◆ Excerpt to read
He found the winners’ circle again in starter company for Rodriguez at the beginning of this year, but then became a claim box darling once more. Dropped in for $50,000 by Rodriguez for his next start, trainer Ray Handal got him; next out, Mike Maker claimed him back for $50,000, but for different owners, Three Diamonds Farm.
Hembree hasn’t been back in for a tag since. And, after his late-running score in the Grade 2 Nearctic Stakes, it’s a safe bet that Hembree won’t be in for a tag for a long time to come.
8/5 favourite Lady Alexandra and Yorkton both popped quickly out of the starting gate, with Yorkton seizing the lead. Lady Alexandra instead settled to stalk about a length behind, just outside of rail-drawn Hemp Hemp Hurray. Yorkton dictated terms through an opening quarter in 22:31. Through the turn, the tracking pair turned up the pressure, but Yorkton kept on to make the half mile in 45.18.
Lady Alexandra made a threatening bid on Yorkton past the quarter-mile mark, but could not get the pacesetter to cry uncle. She began to weaken but other foes were coming. Hemp Hemp Hurray doggedly made up ground on the inside. Meanwhile, behind, longshot Singandcryindubai had swept into the picture when turning for home, and further back Hembree was beginning to quicken under a drive.
Inside the sixteenth mark, Hemp Hemp Hurray drew even with Yorkton. Hembree still had about a length and a half to make up on the top two, but he found his best with a sixteenth of a mile to go. He rolled up on the outside, reeled them in, and crossed the wire a neck to the good. Yorkton got the bob for place, a nose over Hemp Hemp Hurray. It was another length and a quarter back to Singandcryindubai, who continued on gamely despite being outkicked. Bushrod, Kitten’s Cat, Holding Gold, Ikerrin Road, Lady Alexandra, Conquest Panthera, and Sweet Little Man completed the order of finish.
Hembree is a four-year-old colt by Proud Citizen out of the Langfuhr mare Knockatrina. He was bred in Kentucky by Derby Lane Farm, LLC. He is owned by Three Diamonds Farm and trained by Mike Maker. Since the claim he has won three times in five starts. The victory in the Nearctic was Hembree’s first triumph in stakes company, and his fifth victory in 21 lifetime starts. The $150,000 (CAN) winner’s share of the purse brought his career earnings to $450,426 (US).
Rider Irad Ortiz, Jr. got his first Woodbine win with Hembree. “I got a good trip,” noted Ortiz. He [Nolan Ramsey, assistant trainer for Mike Maker] told me that there was going to be some pace in front of me, so don’t panic, just let him be comforable. When I tipped him out in the stretch, he appreciated the long stretch because he was coming.”
Remarked Ramsey after the race, “Probably at the quarter pole Hemp Hemp Hurray really looked like the horse to beat to me, but Irad gave Hembree a great trip, had him on the outside and closed strong, so it was an exciting finish and I’m happy with the result.”

◆ Requirement 1
In the race report, who trains Hembree?
◆ Requirement 2
Print the race report's passage from "Inside the sixteenth" to "order of finish.".

◆ Recorded information
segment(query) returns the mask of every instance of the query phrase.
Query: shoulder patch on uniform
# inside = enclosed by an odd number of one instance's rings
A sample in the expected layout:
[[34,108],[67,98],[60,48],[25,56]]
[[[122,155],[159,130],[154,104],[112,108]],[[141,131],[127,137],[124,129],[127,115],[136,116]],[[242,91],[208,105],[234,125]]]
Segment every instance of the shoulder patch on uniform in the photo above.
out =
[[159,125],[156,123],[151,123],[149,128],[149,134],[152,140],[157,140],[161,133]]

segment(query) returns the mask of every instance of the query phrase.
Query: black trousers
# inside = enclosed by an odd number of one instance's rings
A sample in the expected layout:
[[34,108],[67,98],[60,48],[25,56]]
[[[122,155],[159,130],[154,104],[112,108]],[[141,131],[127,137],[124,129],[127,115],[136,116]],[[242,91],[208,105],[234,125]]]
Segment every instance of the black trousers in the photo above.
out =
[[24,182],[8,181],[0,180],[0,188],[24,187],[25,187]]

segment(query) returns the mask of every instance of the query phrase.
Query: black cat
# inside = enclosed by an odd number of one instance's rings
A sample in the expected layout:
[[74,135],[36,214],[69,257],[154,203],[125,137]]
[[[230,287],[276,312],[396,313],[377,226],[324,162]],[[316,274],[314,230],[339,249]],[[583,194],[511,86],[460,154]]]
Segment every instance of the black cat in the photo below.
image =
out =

◆ Complete answer 1
Mike Maker

◆ Complete answer 2
Inside the sixteenth mark, Hemp Hemp Hurray drew even with Yorkton. Hembree still had about a length and a half to make up on the top two, but he found his best with a sixteenth of a mile to go. He rolled up on the outside, reeled them in, and crossed the wire a neck to the good. Yorkton got the bob for place, a nose over Hemp Hemp Hurray. It was another length and a quarter back to Singandcryindubai, who continued on gamely despite being outkicked. Bushrod, Kitten’s Cat, Holding Gold, Ikerrin Road, Lady Alexandra, Conquest Panthera, and Sweet Little Man completed the order of finish.